(Dataset records):
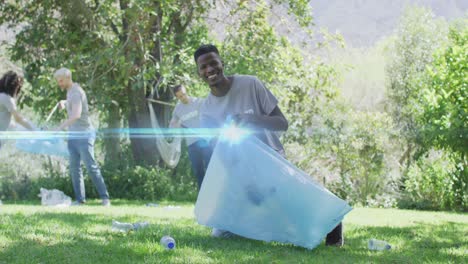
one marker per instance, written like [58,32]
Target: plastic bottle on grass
[168,242]
[375,244]
[122,227]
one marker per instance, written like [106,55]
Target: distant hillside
[360,22]
[363,22]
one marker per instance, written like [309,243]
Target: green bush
[431,183]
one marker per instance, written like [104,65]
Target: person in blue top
[249,103]
[10,87]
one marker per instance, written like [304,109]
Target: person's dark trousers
[335,237]
[199,155]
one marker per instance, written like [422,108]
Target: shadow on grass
[76,238]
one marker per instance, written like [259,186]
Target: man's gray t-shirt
[7,106]
[75,95]
[247,95]
[188,115]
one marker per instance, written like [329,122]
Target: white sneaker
[105,202]
[219,233]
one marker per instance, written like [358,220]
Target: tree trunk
[112,144]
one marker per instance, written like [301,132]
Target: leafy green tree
[445,108]
[417,36]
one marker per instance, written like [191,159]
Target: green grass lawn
[36,234]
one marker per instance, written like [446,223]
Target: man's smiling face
[210,68]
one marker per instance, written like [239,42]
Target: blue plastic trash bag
[56,147]
[252,191]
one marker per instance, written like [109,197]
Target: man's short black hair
[204,49]
[177,88]
[11,83]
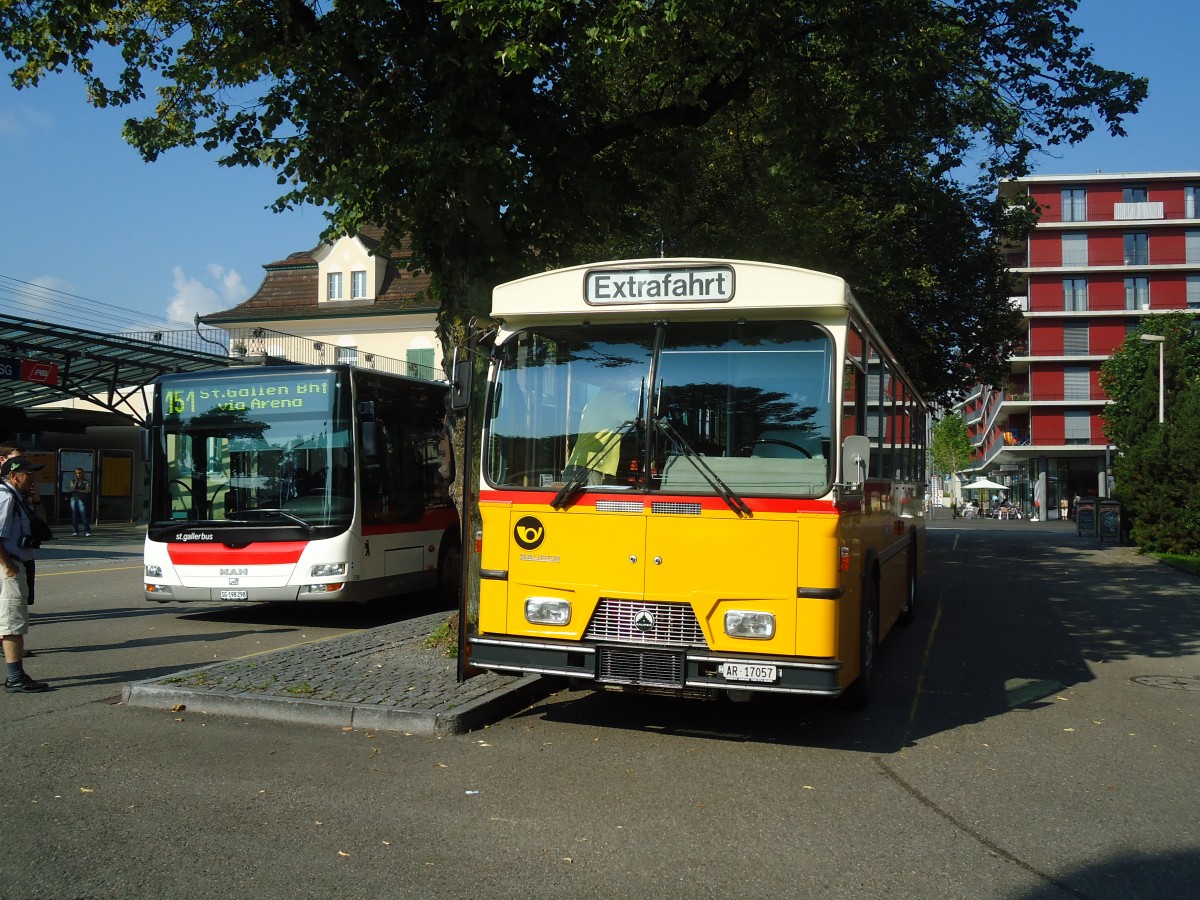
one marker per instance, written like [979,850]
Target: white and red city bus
[299,483]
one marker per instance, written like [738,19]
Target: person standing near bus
[79,493]
[16,551]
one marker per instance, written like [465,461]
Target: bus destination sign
[609,287]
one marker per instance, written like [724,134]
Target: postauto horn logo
[529,533]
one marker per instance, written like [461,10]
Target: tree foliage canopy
[949,448]
[508,136]
[1157,467]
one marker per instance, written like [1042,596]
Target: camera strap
[21,502]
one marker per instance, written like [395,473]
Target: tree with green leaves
[1157,467]
[949,445]
[509,136]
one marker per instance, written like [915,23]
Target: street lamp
[1159,340]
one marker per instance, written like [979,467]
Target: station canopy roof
[46,363]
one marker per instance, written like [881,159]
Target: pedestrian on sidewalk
[79,493]
[17,547]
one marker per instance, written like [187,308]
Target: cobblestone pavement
[383,678]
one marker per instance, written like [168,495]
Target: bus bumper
[658,669]
[283,593]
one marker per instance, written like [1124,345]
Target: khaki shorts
[13,603]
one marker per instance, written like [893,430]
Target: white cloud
[233,291]
[21,121]
[193,297]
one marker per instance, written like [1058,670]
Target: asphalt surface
[385,678]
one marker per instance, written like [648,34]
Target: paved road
[1009,754]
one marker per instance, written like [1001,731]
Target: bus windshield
[705,407]
[263,448]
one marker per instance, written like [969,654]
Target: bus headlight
[324,570]
[755,625]
[547,611]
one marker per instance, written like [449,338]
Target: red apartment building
[1109,251]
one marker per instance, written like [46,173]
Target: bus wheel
[909,611]
[858,694]
[450,569]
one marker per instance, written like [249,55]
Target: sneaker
[25,685]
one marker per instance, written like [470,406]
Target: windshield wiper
[307,526]
[732,501]
[580,478]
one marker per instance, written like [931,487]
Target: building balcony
[1114,262]
[1036,397]
[1123,214]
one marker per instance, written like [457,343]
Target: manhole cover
[1174,682]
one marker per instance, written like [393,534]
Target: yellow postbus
[697,477]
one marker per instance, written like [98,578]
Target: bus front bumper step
[658,667]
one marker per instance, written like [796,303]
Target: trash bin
[1108,520]
[1085,517]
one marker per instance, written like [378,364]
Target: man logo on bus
[529,533]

(Prompt): Rewrite the rows from the line containing "one marker per instance, written like [1058,670]" through the end of the rows, keeping every request line unchanged, and shift each answer coordinate by -11 while leaving the sample markers in the requests as they are.

(Final result):
one marker per instance, written like [1058,670]
Target: asphalt surface
[374,667]
one marker per instance, written like [648,34]
Target: paved road
[998,743]
one marker per instance, written like [1001,731]
Target: bus windshield
[694,396]
[252,437]
one marker per instance, written like [969,654]
Target: bus headlight
[313,559]
[744,614]
[536,600]
one marker per instance, written like [449,338]
Target: red apartment building
[1098,240]
one marker per instance, written like [46,173]
Target: bus wheel
[898,600]
[847,683]
[439,558]
one marker per instance, written like [249,55]
Target: sneaker
[14,674]
one marker per instance, written like [470,406]
Target: windshield wiper
[296,515]
[721,490]
[569,467]
one marker per instance, written like [931,487]
Target: building balcony
[1103,251]
[1025,386]
[1112,203]
one marker per instance, written like [457,343]
Target: manhole cover
[1163,671]
one marker per instance, written like [393,534]
Target: yellow postbus
[686,466]
one marker per instance, written like [98,578]
Target: bus front bumper step
[647,656]
one marker per instance, written like [796,303]
Target: trash bin
[1097,509]
[1074,506]
one marker per instance, written like [378,364]
Target: man logo on bus
[518,522]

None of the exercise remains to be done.